Report each line of the items below that contains the word "building", copying every such line in full.

(Entries drawn from a collection)
________

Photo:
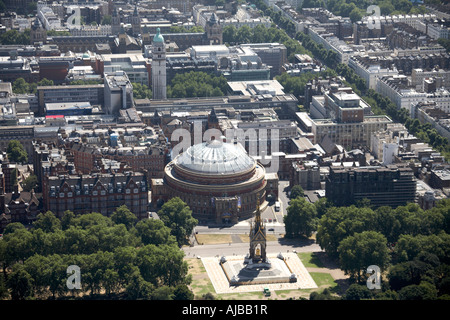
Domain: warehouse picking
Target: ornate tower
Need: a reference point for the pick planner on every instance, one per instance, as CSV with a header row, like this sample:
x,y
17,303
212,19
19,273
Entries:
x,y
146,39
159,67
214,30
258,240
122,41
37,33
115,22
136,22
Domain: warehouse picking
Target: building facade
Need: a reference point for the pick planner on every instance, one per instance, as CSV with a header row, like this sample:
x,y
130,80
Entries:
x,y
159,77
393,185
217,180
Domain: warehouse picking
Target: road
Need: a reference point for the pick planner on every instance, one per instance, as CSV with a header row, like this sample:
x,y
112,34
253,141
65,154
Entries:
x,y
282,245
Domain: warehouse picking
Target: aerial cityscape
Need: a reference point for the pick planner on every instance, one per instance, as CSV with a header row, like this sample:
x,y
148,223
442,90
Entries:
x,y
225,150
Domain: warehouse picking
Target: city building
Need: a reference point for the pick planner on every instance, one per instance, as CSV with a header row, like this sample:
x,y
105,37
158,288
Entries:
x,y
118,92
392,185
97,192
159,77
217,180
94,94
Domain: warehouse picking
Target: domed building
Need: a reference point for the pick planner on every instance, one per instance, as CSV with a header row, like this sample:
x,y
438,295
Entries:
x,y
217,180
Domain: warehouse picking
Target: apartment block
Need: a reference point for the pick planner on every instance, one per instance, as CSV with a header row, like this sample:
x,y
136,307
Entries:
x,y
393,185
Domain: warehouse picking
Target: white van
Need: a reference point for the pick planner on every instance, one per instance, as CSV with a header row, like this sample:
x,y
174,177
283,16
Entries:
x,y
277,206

________

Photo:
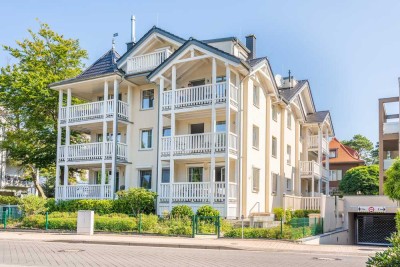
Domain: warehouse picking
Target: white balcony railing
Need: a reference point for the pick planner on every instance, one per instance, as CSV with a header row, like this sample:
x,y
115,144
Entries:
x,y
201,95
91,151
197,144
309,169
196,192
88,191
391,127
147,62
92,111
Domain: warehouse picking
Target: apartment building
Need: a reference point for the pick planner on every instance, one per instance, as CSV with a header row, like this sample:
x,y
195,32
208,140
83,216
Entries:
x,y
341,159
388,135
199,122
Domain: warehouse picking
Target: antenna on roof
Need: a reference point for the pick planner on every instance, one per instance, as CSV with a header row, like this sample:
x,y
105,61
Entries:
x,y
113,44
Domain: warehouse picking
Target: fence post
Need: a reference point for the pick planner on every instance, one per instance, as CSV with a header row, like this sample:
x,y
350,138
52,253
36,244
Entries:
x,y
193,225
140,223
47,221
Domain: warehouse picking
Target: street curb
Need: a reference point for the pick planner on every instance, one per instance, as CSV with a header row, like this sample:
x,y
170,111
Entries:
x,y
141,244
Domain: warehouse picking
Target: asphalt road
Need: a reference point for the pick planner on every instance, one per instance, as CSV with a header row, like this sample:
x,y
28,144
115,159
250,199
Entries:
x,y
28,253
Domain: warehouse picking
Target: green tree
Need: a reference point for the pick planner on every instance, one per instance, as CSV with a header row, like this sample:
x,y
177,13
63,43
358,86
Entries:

________

Output of the task =
Target: building facade
Target: city building
Target: domed building
Target: apartment building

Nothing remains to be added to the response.